### Problem description
Return every record below exactly as given, images excluded.

### Data for this exercise
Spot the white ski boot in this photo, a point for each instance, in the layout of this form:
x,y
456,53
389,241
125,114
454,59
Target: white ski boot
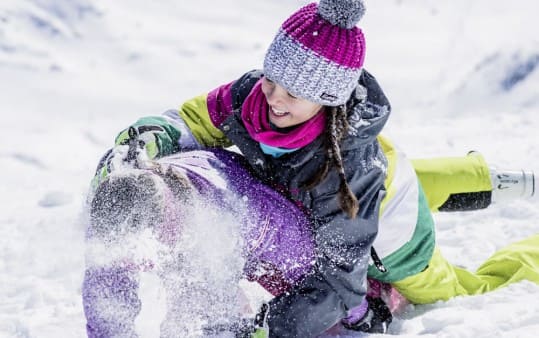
x,y
508,185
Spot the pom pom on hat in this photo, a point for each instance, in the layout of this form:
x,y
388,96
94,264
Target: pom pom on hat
x,y
342,13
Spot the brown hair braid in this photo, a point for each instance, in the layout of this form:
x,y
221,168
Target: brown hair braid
x,y
336,129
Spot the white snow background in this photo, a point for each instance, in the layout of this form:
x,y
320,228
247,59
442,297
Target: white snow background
x,y
460,74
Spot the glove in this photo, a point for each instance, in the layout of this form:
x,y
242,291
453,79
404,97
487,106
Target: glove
x,y
149,138
244,328
376,319
155,135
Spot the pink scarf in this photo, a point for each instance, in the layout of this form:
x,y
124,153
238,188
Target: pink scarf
x,y
254,114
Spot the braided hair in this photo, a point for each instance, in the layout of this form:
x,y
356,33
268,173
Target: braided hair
x,y
336,129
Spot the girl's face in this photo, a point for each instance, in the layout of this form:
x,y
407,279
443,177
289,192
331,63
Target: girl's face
x,y
286,110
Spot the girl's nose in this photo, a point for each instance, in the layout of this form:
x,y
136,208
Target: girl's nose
x,y
277,95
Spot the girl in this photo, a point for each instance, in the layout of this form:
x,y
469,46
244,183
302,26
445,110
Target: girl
x,y
308,127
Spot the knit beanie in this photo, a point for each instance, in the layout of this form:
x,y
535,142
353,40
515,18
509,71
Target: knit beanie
x,y
318,52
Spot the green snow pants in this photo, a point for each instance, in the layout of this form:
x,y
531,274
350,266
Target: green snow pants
x,y
445,177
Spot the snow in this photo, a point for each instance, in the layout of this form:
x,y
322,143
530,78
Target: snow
x,y
461,75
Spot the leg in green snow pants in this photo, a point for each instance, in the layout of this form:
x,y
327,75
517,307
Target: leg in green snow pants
x,y
441,178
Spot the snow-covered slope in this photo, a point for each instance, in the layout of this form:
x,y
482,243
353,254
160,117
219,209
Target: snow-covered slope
x,y
461,75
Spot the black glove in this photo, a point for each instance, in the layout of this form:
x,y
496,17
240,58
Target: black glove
x,y
376,320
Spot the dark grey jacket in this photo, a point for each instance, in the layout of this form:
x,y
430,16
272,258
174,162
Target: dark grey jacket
x,y
343,244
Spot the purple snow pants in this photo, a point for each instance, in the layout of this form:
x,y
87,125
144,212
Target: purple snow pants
x,y
279,243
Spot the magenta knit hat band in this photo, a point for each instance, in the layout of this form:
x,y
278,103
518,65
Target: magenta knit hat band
x,y
318,52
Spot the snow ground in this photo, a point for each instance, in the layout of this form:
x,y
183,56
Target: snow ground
x,y
461,75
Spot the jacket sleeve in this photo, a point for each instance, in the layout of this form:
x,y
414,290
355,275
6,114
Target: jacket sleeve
x,y
338,283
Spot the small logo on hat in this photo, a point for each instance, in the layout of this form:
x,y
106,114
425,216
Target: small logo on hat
x,y
328,97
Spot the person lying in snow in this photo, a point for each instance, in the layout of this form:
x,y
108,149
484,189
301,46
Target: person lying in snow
x,y
320,177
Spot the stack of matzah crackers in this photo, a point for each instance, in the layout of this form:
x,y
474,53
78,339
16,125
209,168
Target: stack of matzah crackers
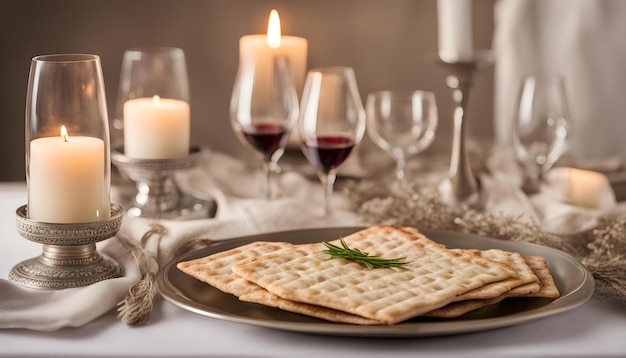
x,y
435,282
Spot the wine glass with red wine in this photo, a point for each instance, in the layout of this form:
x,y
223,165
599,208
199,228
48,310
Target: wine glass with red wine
x,y
264,109
331,122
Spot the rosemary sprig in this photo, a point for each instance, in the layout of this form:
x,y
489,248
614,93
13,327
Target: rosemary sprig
x,y
355,254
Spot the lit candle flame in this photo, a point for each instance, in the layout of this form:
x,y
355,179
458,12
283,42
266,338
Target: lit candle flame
x,y
273,30
64,134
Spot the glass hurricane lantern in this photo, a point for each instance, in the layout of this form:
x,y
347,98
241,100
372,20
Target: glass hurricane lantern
x,y
68,175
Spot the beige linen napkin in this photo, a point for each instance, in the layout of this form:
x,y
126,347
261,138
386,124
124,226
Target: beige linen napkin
x,y
569,199
242,210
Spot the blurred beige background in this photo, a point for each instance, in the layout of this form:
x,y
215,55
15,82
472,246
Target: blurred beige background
x,y
386,42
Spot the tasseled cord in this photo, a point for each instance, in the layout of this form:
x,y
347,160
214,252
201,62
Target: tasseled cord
x,y
136,308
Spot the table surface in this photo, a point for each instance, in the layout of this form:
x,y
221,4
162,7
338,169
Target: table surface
x,y
597,328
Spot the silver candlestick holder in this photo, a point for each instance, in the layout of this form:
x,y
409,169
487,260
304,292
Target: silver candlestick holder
x,y
69,258
461,187
157,194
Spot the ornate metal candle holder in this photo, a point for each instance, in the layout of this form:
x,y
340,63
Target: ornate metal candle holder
x,y
157,193
69,257
461,186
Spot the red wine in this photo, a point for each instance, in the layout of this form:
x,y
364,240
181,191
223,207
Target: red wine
x,y
267,138
328,152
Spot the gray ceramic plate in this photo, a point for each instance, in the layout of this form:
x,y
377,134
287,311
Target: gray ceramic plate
x,y
572,278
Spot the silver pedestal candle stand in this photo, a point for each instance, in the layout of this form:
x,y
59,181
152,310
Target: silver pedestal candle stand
x,y
69,258
157,194
461,187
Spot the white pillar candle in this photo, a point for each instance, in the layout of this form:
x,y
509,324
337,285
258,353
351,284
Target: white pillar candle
x,y
454,19
66,181
589,189
263,48
156,128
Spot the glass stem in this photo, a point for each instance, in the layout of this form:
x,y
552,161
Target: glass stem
x,y
270,169
400,168
328,181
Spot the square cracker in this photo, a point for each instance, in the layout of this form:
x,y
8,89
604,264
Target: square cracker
x,y
547,289
433,277
525,276
216,271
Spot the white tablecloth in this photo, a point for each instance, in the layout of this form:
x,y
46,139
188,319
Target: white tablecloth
x,y
595,329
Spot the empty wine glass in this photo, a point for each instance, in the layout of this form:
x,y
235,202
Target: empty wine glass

### Solution for this exercise
Spot the white ski boot in this photo, a point for each instance, in the layout of this form:
x,y
456,53
389,241
125,114
454,59
Target: white ski boot
x,y
508,185
Spot the pom pom on hat in this photo, a point for each instance, in the layout of this form:
x,y
388,96
94,264
Target: pom pom on hat
x,y
342,13
Spot the brown hair braid in this photo, a point for each instance, in the layout of this form:
x,y
221,168
Target: brown hair braid
x,y
336,129
Spot the white snow background in this photo, a point for each instance, in the layout of this form:
x,y
320,228
247,59
442,297
Target: white snow background
x,y
460,74
Spot the glove in this photo, a point for each instance, in the layout of this form:
x,y
242,291
453,79
404,97
487,106
Target: glove
x,y
149,138
244,328
376,319
155,135
Spot the pink scarf in this photo, a point for each instance, in the layout of this form:
x,y
124,153
238,188
Target: pink scarf
x,y
254,114
Spot the braided hair in this photo, a point for each instance, in the layout of this form:
x,y
356,33
268,173
Target: braided hair
x,y
336,129
Spot the girl's face in this photo, a point for each instance, in the layout of this form:
x,y
407,279
443,177
289,192
331,63
Target: girl's face
x,y
286,110
Spot the girl's nose in this photo, a point for each instance, in the layout of this form:
x,y
136,208
Target: girl's nose
x,y
277,95
Spot the girl in this photo, a point for each instance, in the layout of this form:
x,y
469,46
244,183
302,26
445,110
Target: girl
x,y
308,127
Spot the knit beanie in this photo, a point for each instance, in the layout of this form:
x,y
535,142
353,40
515,18
509,71
Target: knit beanie
x,y
318,52
Spot the green snow pants in this photo, a point for each instance, in the layout of this form:
x,y
531,274
350,266
Target: green snow pants
x,y
445,177
Spot the snow in this photo, a point for each instance, in the layout of this form:
x,y
322,143
530,78
Target: snow
x,y
461,75
Spot the leg in green snow pants in this photo, a point for each instance, in the layout of this form:
x,y
327,75
517,307
Target: leg in green snow pants
x,y
441,178
Spot the snow-covered slope in this photo, a point for each instance, in the layout of this form:
x,y
482,243
353,254
160,117
219,209
Target: snow-covered slope
x,y
461,75
Spot the black glove in this photo, a point for each instance, in the layout of this form:
x,y
496,17
240,58
Target: black glove
x,y
376,320
Spot the dark grey jacket in this photo, a point for each instance, in the layout of this form:
x,y
430,16
272,258
174,162
Target: dark grey jacket
x,y
343,244
Spot the purple snow pants in this photo, a point for each instance, in the layout of this form:
x,y
87,125
144,212
Target: purple snow pants
x,y
279,243
Spot the magenta knit hat band in this photo, a point for each instance, in the layout of this form:
x,y
278,103
518,65
Target: magenta knit hat band
x,y
318,52
Spot the snow ground in this photo, a point for each instance, in the layout of this form:
x,y
183,56
Target: snow ground
x,y
461,75
Spot the jacket sleeve in this photo, a point for each instance, in the layout of this form:
x,y
414,290
355,275
6,114
Target: jacket sleeve
x,y
338,283
Spot the small logo on hat in this photo, a point for each instance, in the layout of this form:
x,y
106,114
425,216
Target: small logo on hat
x,y
328,97
Spot the person lying in snow in this photo, a point for each instance, in the layout of this form:
x,y
108,149
484,189
301,46
Target: person lying in snow
x,y
320,177
Spot the stack of matzah crackers in this photo, a point for each instance, in the layout of this form:
x,y
474,53
78,339
16,125
209,168
Target: stack of matzah crackers
x,y
435,282
Spot the wine glass with red wine in this photo, a point for each instance, in the layout of this form:
x,y
223,165
599,208
199,228
48,310
Target: wine glass with red wine
x,y
264,109
331,122
Spot the rosemary sprig in this photo, a point for each instance, in the layout of this form:
x,y
489,248
614,93
13,327
Target: rosemary sprig
x,y
355,254
Spot the lit candle flame in this photo, a point for each instance, in the layout of this form:
x,y
355,179
458,12
283,42
266,338
Target: lit candle flame
x,y
273,30
64,134
Spot the glass hurricane lantern in this photo, a point for each instance, in the layout of this form:
x,y
347,98
241,100
372,20
Target: glass hurricane lantern
x,y
68,175
Spot the beige linen napkin in this photo, a point for each instance, in the layout of this form:
x,y
126,347
261,138
386,124
124,226
Target: beige linen napkin
x,y
569,199
242,210
Spot the blurred beige background in this photo, a point for each instance, in the layout of this form:
x,y
215,55
15,82
472,246
Target: blurred beige background
x,y
386,42
Spot the tasseled cord in this photo, a point for each instance, in the layout of this form:
x,y
347,160
214,252
201,62
Target: tasseled cord
x,y
136,308
Spot the table surface in this photo, a point for each instance, in the layout of this form:
x,y
221,4
162,7
338,169
Target: table surface
x,y
597,328
Spot the silver candlestick holder in this photo, a point for each instance, in the layout of this form:
x,y
409,169
487,260
304,292
Target: silver candlestick holder
x,y
69,258
461,187
157,194
Spot the ornate metal candle holder in this photo, a point for each instance, in the layout of this form:
x,y
340,63
Target: ornate metal candle holder
x,y
157,193
69,257
461,186
Spot the red wine in this photo, a point for each instance, in the layout of this form:
x,y
364,240
181,191
223,207
Target: red wine
x,y
267,138
328,152
Spot the gray ceramic plate in this photo, a point for each instance, in the layout of this form:
x,y
377,134
287,311
Target: gray ceramic plate
x,y
572,278
Spot the silver pedestal candle stand in this photo, a point for each instance, in the layout of this form:
x,y
59,181
152,310
Target: silver pedestal candle stand
x,y
69,258
157,194
461,187
Spot the white pillar candle in this photo, a point for each instance, in the layout of this form:
x,y
509,324
337,285
258,353
351,284
Target: white pillar candle
x,y
454,19
66,181
589,189
263,48
156,128
Spot the glass stem in this photo, a point for each instance, in the layout of this form:
x,y
552,161
Target: glass stem
x,y
270,169
400,168
328,181
Spot the square cracker in this photo, a point for each instance, in the layout of this form:
x,y
8,89
604,264
Target: square cracker
x,y
547,289
433,277
525,276
216,271
Spot the white tablecloth in this photo, a point for each instance, in the layout of this form:
x,y
46,139
188,319
Target: white tablecloth
x,y
595,329
Spot the empty wine glass in this photo, a point for each instance, in the layout of this form:
x,y
235,202
Target: empty wine glass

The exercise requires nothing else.